How many of the lines below contain the word "lightning" with the same capitalization? Reply with the count alone.

· · · ·

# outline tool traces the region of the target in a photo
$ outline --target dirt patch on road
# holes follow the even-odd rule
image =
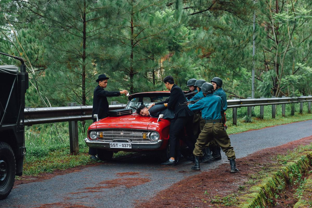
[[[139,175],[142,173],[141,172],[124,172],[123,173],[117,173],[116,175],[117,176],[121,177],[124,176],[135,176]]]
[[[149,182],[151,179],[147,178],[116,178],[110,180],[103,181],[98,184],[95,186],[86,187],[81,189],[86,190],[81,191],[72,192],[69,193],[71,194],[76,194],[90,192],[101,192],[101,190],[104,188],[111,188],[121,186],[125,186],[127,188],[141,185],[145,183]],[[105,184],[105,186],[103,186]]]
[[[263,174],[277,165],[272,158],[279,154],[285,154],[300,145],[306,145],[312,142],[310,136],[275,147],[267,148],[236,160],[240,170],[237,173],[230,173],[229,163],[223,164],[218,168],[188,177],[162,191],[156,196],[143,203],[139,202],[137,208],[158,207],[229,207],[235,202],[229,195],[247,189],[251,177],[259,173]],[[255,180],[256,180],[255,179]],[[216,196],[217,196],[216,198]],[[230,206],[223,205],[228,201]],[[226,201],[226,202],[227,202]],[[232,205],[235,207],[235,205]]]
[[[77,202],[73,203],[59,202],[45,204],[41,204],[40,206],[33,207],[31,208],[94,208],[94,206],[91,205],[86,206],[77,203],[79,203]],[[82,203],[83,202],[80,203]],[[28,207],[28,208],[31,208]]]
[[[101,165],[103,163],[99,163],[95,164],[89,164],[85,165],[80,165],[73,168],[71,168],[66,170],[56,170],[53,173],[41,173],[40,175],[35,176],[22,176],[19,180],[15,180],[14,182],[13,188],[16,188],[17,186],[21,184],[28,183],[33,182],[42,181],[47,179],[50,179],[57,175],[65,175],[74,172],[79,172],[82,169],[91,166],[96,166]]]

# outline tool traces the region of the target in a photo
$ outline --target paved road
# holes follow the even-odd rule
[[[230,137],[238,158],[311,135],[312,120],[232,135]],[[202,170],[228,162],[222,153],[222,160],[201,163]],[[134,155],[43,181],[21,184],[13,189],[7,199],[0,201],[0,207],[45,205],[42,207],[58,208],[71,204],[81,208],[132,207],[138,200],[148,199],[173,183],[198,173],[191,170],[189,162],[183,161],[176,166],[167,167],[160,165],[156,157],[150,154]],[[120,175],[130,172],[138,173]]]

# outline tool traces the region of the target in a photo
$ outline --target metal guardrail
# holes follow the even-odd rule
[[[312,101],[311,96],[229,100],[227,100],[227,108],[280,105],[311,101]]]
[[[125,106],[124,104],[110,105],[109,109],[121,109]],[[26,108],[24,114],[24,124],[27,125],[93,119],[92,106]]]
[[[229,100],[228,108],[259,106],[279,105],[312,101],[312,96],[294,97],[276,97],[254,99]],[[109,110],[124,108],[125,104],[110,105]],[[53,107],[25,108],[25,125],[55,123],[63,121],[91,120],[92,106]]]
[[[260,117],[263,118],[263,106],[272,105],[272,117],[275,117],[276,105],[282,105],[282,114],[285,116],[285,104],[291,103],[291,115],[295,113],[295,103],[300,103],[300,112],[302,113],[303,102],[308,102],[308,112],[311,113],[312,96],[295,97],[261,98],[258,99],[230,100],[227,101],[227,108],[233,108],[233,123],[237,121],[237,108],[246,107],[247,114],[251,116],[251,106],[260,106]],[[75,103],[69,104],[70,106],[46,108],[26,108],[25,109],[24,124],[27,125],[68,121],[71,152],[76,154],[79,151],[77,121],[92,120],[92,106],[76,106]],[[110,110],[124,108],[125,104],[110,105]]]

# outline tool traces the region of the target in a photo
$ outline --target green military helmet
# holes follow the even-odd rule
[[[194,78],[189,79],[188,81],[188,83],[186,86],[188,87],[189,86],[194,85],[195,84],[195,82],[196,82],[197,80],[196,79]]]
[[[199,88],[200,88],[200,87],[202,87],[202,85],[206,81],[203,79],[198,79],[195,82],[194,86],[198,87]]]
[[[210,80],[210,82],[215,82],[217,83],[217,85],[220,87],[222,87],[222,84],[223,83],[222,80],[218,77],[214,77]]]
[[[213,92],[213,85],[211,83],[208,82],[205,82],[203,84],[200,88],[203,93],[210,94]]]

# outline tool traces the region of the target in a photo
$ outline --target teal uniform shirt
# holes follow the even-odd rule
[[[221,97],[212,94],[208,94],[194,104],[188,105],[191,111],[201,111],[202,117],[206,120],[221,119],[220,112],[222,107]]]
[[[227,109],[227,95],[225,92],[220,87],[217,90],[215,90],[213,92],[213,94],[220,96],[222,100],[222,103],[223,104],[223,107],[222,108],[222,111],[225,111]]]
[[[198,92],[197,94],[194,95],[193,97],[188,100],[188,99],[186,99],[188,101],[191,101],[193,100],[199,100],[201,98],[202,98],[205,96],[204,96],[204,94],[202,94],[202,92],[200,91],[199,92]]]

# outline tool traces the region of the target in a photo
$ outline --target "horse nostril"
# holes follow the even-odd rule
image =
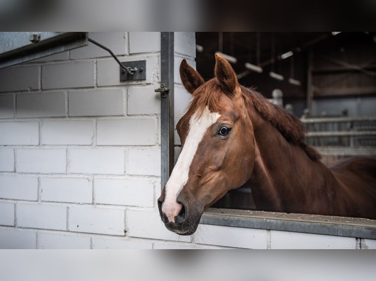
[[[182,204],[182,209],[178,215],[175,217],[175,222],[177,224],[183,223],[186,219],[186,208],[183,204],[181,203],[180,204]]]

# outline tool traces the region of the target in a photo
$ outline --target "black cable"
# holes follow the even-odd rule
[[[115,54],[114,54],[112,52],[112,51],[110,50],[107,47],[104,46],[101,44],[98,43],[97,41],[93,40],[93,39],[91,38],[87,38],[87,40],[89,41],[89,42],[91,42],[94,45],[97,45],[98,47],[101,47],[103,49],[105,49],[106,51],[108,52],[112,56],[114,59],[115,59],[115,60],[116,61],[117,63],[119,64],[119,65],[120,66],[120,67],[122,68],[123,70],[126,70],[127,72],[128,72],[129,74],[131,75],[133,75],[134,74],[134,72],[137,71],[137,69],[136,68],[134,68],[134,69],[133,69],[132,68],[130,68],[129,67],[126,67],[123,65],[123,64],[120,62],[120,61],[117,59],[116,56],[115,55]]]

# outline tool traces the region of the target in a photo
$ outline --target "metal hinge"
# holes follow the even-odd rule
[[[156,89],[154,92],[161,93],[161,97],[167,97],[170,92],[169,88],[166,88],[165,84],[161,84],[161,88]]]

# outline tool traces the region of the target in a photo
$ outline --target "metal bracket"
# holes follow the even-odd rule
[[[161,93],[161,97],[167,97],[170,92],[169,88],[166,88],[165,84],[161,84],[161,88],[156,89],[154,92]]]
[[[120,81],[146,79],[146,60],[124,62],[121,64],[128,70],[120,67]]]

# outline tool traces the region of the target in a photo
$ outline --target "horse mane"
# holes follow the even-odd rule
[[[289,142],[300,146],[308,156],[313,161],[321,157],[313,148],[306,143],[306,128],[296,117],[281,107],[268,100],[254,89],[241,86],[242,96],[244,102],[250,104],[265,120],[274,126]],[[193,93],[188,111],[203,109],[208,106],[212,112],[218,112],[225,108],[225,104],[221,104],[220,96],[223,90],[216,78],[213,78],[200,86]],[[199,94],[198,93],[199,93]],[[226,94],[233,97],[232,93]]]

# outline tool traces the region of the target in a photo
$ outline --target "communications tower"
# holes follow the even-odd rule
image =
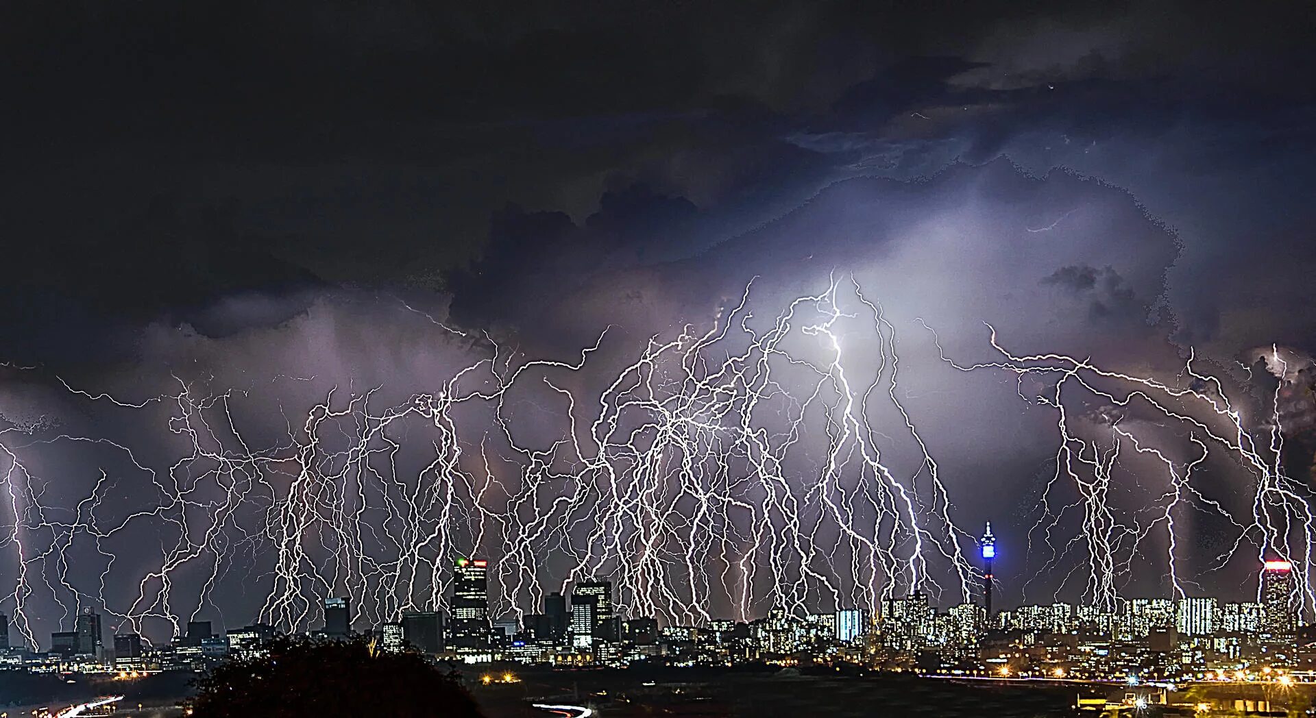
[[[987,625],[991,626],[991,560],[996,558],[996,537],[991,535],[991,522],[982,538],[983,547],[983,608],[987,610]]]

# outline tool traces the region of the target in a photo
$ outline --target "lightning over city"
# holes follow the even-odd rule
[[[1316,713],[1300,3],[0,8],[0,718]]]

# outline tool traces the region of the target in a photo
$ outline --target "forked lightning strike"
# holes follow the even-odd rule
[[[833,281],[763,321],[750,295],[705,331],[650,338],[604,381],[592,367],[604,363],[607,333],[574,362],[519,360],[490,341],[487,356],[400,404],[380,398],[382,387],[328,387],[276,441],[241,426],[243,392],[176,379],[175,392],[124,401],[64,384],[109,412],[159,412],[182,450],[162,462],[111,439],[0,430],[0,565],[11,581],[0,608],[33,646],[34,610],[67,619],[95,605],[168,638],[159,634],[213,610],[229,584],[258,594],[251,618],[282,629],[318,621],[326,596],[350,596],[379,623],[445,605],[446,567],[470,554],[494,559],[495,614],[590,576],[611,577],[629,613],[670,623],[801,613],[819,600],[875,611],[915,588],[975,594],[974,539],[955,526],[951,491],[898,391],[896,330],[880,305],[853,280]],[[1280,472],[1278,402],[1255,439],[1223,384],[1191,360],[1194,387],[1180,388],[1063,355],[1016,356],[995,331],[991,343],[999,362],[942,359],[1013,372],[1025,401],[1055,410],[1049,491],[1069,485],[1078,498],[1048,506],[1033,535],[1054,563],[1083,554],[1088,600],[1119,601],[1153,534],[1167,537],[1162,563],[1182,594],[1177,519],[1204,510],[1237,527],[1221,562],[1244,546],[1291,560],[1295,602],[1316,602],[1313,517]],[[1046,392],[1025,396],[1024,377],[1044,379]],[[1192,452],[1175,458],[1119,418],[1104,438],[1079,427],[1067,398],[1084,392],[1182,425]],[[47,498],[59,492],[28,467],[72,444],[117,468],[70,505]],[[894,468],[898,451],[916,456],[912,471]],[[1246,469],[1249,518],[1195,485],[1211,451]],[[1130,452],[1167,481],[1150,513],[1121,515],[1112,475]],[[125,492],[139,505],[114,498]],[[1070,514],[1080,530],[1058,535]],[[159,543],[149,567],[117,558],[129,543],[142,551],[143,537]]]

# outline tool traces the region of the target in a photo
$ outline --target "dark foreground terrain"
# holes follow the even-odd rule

· · · ·

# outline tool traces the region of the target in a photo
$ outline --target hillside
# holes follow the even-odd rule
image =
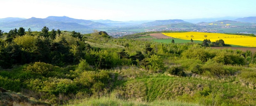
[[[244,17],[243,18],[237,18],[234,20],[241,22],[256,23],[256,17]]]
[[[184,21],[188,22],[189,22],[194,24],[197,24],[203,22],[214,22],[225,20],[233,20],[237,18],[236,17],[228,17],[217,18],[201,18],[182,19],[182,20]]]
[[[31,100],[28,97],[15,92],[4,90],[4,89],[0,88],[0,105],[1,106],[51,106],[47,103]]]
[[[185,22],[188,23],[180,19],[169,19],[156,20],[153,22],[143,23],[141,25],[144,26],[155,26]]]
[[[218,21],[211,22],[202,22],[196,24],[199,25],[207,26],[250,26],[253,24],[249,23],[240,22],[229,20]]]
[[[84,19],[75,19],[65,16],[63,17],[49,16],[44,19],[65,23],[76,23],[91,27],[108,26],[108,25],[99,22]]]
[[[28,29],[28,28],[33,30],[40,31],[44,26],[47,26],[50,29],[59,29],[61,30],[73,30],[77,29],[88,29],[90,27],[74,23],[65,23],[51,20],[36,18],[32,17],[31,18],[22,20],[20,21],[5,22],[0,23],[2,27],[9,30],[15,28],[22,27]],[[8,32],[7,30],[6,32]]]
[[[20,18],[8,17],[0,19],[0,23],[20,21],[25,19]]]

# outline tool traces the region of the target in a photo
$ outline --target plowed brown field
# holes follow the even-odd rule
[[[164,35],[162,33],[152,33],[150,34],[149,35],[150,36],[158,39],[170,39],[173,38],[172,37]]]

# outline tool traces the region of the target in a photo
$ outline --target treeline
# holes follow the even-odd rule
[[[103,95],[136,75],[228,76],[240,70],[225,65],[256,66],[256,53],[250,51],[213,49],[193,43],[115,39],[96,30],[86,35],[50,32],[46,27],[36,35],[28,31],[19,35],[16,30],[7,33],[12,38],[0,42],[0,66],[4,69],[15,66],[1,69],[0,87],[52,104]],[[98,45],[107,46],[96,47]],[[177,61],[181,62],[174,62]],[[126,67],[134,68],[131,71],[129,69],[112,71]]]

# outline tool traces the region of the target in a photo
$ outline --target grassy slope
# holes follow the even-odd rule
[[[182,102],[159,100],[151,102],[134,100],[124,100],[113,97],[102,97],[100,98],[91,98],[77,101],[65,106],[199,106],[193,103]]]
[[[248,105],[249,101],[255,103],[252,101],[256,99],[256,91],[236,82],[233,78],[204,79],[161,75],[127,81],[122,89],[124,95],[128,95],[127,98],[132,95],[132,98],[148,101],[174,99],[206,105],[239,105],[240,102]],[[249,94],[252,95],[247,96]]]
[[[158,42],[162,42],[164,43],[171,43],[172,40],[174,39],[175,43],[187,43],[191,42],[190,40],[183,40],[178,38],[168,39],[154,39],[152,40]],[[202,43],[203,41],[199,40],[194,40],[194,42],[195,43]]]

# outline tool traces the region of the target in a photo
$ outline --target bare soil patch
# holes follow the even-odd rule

· · · ·

Response to this task:
2